**SELECTED TEXT:**
Russell Brand reprises his role as rockstar caricature Aldous Snow in “Get Him to the Greek,” a listless comedy that only aspires to be funny enough to keep the audience’s attention.
Written and directed by “Yes Man” writer Nicholas Stoller, “Get Him to the Greek” follows young A&R man Aaron Green (Jonah Hill) as he tries to get his hero Aldous Snow to the Greek Theater in time for him to perform a tenth anniversary concert. All while being hounded by his boss Sergio Roma (Sean ‘P. Diddy’ Combs) and dealing with a rocky relationship with his live-in girlfriend Daphne (Elisabeth Moss).
“Get Him to the Greek” operates in two modes: Rampant urgency and deliberate sluggishness. Unsurprisingly, the level of activity is highly dependent on whether or not Brand is on-screen.
In “Forgetting Sarah Marshall” Aldous Snow was an ancillary character, whose ridiculousness helped break up the somewhat heavy-handedness of Jason Segel’s character and script. He was used sparingly throughout the movie and to Brand’s credit was clever and funny enough to become memorable.
But giving a supporting character their own spin-off movie is a lot like giving a supporting actor in an ensemble his own sitcom. Suddenly, the character that was good for a laugh and the occasional stolen scene has to have a backstory, a love interest and all of the other tropes necessary for a traditional drama or comedy.
Given the utter absurdity of Aldous Snow and the rock ‘n’ roll world he lives in, it’s amazing how closely Stoller followed this model. The movie opens with Snow on top of the world. He and his beautiful girlfriend are about to release his most ambitious album yet. But not soon after, the album bombs, his girlfriend leaves him and Snow ends his sobriety and begins shagging poptarts like P!nk and Christina Aguilera.
While some of these scenes come off with an air of forced wackiness, Snow’s bad behavior and getting to watch Brand ad lib and strut his way through the movie is easily the best part of “Get Him to the Greek.” A particular scene that finds Brand and Hill running from a crazed P. Diddy is the movie’s highlight.
But past Snow’s bad behavior and an inspired cameo by Lars Ulrich as Snow’s antagonist, is a movie that piles on dramatic subplots, but never really capitalizes on any of them. Snow has daddy issues, Snow has girlfriend issues, Green and his girlfriend have their own issues and there’s an underdeveloped comment on fame and its corrupting properties that pops up whenever its convenient.
Hill, who has always been better as a supporting player, has his hands tied comedically, as he’s forced to play the straight man to Brand’s lunatic. Hill gets a few solid ad libs, but never really seems comfortable in his role. And finally, there’s P. Diddy. While its ironic to have a real-life record mogul play a warped, eccentric record mogul, Diddy’s delivery and ad libs bring nothing to the character past the surface irony, resulting in a gimmick that stops being funny almost immediately.
When “Get Him to the Greek” is absurd and stops trying to ground its crazy characters with forced and tired dramatic devices, it’s pretty damn funny. The problem is that the movie only does that a handful of times. “Get Him to the Greek” is the funniest comedy of the summer thus far, but considering this summer also brought us “Furry Vengeance,” that’s not exactly a compliment.

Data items
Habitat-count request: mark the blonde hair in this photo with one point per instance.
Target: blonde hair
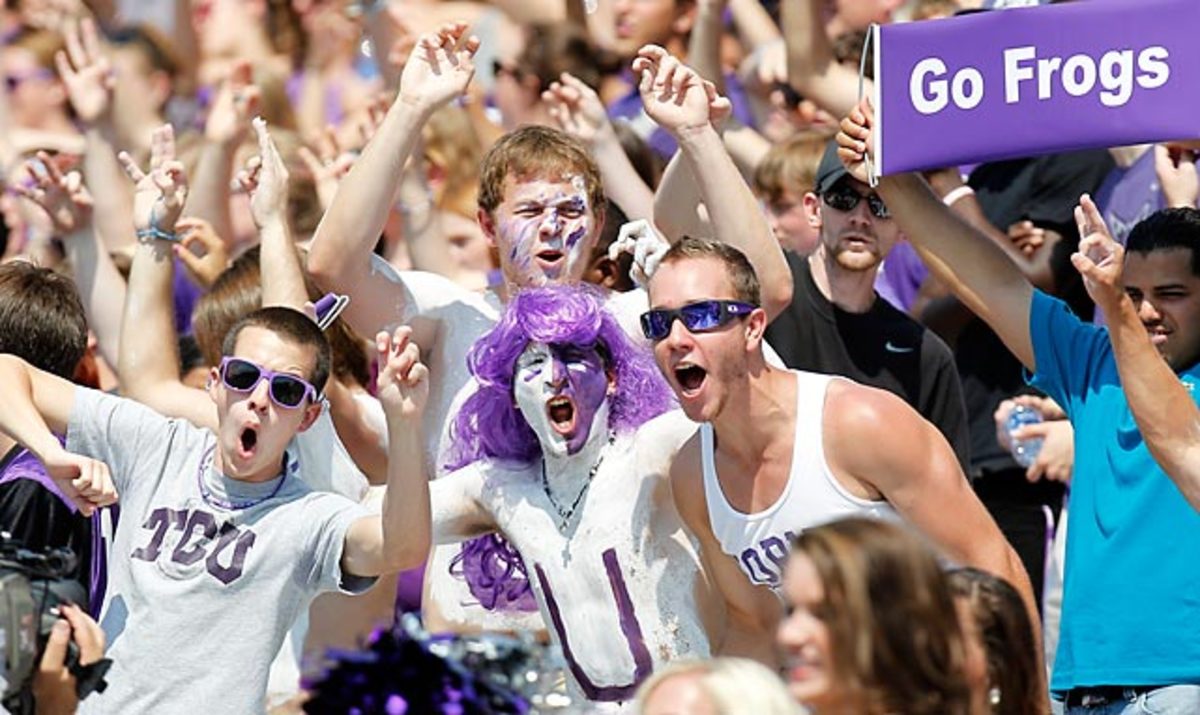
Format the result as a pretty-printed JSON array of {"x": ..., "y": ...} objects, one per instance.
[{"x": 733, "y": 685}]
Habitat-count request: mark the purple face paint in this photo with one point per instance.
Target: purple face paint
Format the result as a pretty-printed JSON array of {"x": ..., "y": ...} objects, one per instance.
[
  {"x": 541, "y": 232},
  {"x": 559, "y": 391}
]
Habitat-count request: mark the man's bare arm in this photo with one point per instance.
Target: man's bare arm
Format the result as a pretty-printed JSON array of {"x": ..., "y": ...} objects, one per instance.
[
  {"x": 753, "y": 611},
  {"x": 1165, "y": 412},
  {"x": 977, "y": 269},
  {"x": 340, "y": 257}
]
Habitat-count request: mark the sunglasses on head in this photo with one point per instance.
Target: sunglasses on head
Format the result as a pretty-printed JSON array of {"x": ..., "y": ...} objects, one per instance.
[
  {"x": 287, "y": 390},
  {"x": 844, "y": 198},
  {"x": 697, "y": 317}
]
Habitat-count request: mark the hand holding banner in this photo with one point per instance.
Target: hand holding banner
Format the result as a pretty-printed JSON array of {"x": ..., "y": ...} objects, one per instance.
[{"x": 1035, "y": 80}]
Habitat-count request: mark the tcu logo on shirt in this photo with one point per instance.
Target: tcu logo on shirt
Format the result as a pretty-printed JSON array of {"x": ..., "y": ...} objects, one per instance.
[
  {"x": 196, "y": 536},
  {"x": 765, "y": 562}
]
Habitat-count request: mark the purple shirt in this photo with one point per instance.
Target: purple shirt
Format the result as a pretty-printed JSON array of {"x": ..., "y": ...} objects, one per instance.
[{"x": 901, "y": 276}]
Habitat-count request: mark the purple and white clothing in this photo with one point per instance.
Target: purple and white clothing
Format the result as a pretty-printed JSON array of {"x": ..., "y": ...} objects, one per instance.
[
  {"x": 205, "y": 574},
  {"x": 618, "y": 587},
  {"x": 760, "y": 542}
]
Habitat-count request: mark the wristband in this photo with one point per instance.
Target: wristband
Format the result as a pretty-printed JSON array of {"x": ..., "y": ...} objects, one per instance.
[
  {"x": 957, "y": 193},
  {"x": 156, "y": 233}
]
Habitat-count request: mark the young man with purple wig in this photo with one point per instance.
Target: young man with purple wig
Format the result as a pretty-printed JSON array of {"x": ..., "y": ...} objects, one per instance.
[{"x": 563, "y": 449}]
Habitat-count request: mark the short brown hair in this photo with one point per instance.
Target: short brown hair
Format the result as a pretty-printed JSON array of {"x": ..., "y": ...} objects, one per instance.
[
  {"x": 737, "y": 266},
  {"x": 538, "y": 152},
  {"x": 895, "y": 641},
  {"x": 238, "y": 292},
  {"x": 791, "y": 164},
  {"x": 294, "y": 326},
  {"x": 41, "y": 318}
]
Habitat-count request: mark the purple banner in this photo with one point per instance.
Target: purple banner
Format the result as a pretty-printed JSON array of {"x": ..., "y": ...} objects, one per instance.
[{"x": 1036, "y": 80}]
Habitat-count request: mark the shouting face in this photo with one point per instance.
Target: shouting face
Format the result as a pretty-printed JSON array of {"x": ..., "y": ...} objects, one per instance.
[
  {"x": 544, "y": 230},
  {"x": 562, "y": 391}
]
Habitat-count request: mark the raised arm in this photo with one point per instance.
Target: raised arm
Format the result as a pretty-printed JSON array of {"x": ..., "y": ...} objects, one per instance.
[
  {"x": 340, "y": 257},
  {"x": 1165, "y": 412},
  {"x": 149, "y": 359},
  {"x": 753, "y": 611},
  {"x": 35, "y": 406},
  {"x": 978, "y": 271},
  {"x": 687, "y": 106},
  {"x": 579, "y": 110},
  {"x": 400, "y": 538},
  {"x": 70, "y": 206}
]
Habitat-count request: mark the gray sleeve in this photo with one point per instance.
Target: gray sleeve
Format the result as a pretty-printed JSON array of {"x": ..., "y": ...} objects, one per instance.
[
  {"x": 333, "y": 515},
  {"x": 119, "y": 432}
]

---

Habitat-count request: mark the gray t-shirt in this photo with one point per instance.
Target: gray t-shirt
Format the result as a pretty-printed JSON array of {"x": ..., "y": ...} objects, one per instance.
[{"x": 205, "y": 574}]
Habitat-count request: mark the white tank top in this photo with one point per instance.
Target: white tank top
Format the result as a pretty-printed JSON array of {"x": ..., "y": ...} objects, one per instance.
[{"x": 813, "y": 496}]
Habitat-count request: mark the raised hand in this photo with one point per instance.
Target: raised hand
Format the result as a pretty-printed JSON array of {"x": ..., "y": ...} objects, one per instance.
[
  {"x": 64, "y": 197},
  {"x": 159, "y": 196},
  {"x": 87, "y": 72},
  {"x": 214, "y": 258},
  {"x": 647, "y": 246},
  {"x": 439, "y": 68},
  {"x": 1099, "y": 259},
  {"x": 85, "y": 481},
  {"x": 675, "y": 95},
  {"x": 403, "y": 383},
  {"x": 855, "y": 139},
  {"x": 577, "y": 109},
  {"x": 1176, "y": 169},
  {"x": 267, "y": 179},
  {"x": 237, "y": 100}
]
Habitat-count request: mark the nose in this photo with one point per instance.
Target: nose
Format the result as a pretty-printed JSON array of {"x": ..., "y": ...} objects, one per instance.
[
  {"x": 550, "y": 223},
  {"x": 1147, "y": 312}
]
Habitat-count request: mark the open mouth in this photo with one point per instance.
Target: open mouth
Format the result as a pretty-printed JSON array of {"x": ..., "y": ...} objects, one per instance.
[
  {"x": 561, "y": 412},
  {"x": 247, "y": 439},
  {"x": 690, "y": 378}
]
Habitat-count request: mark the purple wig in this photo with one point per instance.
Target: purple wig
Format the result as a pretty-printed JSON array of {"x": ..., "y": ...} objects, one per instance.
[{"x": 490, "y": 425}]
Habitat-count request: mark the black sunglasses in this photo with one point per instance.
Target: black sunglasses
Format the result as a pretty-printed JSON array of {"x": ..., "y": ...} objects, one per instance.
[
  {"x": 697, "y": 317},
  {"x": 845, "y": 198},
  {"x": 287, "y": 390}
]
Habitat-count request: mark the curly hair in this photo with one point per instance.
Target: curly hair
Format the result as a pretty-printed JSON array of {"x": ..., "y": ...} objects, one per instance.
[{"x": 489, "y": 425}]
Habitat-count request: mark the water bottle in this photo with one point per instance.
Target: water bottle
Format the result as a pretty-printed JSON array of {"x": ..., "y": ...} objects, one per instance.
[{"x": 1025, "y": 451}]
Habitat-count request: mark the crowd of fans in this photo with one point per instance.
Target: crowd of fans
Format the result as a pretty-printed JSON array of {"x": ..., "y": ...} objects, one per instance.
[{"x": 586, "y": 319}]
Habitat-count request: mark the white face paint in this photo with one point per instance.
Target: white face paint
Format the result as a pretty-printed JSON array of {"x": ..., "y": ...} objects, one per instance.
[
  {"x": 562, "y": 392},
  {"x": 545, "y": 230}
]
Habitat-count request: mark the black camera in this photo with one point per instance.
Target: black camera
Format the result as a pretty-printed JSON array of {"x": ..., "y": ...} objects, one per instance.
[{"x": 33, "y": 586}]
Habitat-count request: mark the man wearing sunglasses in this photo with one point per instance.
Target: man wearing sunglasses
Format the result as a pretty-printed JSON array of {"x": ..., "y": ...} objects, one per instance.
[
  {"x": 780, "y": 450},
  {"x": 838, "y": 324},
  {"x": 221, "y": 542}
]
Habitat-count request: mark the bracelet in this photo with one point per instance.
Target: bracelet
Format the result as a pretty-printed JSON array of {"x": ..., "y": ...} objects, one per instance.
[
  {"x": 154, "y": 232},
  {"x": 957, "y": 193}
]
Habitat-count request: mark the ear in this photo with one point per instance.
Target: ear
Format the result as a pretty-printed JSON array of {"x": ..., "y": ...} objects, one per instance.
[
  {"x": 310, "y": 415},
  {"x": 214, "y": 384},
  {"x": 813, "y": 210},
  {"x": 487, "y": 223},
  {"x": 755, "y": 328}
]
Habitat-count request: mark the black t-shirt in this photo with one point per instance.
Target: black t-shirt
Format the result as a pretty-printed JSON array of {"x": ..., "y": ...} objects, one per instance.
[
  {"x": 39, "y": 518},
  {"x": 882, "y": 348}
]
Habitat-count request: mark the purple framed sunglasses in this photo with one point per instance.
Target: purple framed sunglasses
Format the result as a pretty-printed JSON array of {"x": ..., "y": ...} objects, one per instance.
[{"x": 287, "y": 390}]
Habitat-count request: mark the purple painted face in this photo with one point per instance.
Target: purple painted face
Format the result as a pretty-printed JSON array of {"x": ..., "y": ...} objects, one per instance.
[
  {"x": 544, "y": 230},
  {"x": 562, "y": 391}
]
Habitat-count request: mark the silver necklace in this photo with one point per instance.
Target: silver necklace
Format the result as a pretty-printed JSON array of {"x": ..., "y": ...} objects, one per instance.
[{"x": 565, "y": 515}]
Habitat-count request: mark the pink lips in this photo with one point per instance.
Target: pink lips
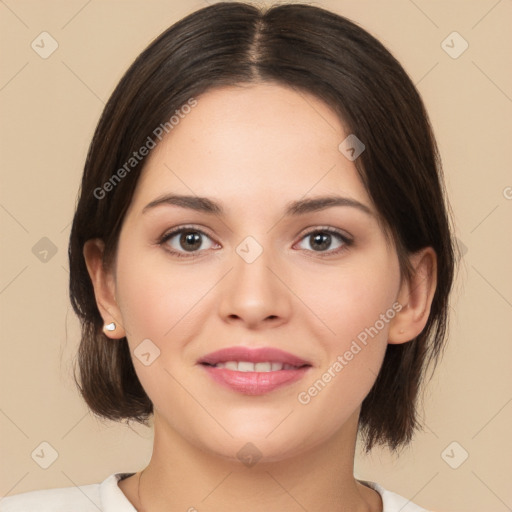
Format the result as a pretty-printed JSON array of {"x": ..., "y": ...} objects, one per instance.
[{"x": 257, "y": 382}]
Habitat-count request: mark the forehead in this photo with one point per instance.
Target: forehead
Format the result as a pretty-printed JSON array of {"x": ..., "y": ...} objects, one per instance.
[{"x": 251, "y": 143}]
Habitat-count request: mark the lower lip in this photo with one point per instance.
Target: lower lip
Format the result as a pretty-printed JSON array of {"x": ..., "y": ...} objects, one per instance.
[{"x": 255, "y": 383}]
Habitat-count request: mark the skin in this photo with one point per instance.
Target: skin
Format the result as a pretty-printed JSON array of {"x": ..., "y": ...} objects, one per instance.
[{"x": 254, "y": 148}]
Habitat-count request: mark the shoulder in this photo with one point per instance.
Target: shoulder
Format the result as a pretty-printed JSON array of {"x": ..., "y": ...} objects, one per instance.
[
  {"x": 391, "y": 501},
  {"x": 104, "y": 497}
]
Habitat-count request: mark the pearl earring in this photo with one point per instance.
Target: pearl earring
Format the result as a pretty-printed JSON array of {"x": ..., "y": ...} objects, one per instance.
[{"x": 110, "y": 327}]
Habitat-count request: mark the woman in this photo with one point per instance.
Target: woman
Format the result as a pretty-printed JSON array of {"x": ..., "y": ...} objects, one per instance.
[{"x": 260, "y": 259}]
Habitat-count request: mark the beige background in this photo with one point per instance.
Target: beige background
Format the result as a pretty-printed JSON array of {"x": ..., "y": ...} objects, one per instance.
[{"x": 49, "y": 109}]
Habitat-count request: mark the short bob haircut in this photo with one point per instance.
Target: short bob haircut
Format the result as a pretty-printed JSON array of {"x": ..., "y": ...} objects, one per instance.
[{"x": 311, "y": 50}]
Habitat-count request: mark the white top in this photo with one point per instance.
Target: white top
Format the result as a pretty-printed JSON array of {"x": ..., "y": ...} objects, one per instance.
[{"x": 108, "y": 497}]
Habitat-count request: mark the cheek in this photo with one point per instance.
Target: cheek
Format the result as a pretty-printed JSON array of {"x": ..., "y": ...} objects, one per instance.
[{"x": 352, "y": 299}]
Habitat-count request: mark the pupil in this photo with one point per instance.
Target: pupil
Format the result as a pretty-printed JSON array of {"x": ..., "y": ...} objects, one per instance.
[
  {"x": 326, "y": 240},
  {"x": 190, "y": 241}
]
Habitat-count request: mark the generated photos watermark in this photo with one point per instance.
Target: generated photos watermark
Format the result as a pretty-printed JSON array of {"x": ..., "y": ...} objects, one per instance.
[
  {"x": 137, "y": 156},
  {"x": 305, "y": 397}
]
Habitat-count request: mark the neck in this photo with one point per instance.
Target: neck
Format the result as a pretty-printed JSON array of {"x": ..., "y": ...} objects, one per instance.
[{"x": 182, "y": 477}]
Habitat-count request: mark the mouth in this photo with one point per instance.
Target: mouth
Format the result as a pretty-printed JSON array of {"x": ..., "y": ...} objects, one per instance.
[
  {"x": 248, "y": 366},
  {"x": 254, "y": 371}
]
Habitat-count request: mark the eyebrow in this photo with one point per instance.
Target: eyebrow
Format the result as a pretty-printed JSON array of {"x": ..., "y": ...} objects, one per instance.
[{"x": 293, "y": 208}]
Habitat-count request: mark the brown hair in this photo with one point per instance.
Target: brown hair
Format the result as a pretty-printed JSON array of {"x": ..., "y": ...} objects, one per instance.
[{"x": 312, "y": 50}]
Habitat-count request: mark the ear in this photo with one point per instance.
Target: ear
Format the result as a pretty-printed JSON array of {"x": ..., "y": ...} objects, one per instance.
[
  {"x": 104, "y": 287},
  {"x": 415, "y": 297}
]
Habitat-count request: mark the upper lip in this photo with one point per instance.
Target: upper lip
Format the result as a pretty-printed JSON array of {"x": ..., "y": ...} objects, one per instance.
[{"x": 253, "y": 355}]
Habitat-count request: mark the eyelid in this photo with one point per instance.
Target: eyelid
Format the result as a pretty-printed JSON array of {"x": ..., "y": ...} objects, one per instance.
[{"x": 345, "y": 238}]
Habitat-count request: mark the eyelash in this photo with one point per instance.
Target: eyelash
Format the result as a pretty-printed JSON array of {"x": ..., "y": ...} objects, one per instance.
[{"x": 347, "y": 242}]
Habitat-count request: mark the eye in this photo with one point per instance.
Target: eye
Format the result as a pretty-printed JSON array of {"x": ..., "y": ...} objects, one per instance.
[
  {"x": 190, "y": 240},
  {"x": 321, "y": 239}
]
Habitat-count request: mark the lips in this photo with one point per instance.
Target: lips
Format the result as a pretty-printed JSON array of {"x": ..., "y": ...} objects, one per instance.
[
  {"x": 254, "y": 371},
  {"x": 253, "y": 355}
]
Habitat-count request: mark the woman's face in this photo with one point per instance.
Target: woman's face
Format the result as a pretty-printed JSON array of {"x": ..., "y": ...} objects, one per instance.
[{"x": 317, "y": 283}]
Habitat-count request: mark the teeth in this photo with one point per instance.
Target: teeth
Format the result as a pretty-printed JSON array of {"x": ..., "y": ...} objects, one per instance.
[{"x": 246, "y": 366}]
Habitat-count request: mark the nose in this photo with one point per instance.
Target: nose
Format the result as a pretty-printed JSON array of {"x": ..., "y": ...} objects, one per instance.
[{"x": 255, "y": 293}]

...

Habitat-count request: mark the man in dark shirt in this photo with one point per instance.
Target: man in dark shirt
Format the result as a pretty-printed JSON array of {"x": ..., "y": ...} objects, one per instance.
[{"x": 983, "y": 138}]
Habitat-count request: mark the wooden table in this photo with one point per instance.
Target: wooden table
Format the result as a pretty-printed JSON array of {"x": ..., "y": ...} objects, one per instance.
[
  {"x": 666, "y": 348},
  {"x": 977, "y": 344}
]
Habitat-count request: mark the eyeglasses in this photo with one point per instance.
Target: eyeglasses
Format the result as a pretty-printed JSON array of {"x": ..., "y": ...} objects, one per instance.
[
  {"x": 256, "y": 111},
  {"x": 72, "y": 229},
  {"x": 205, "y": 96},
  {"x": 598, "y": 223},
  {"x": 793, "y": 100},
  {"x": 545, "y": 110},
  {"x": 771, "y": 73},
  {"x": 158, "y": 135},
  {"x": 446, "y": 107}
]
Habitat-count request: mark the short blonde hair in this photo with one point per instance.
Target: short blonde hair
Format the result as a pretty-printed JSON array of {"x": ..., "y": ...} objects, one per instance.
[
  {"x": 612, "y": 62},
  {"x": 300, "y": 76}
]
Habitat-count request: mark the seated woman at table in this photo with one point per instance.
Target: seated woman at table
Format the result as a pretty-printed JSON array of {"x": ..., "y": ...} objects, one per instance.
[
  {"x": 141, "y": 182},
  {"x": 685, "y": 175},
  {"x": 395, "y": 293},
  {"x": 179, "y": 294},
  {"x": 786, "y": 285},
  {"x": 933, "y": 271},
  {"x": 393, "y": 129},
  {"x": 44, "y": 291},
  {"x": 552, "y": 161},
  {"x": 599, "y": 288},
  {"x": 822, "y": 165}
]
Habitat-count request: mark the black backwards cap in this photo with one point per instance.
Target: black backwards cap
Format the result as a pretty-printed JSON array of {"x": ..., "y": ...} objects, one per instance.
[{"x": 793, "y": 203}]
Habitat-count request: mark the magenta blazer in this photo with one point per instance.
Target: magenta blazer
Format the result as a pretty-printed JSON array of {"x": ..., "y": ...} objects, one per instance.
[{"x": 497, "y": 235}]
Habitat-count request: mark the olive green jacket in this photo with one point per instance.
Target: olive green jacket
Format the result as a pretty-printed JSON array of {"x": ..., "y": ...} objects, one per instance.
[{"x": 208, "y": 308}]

**TASKS TO CARRY OUT:**
1. According to the movie review, who makes a cameo as Snow's antagonist?
2. Reproduce the movie review word for word from "While some of" to "whenever its convenient.".

**ACTIVITY ANSWERS:**
1. Lars Ulrich

2.
While some of these scenes come off with an air of forced wackiness, Snow’s bad behavior and getting to watch Brand ad lib and strut his way through the movie is easily the best part of “Get Him to the Greek.” A particular scene that finds Brand and Hill running from a crazed P. Diddy is the movie’s highlight.
But past Snow’s bad behavior and an inspired cameo by Lars Ulrich as Snow’s antagonist, is a movie that piles on dramatic subplots, but never really capitalizes on any of them. Snow has daddy issues, Snow has girlfriend issues, Green and his girlfriend have their own issues and there’s an underdeveloped comment on fame and its corrupting properties that pops up whenever its convenient.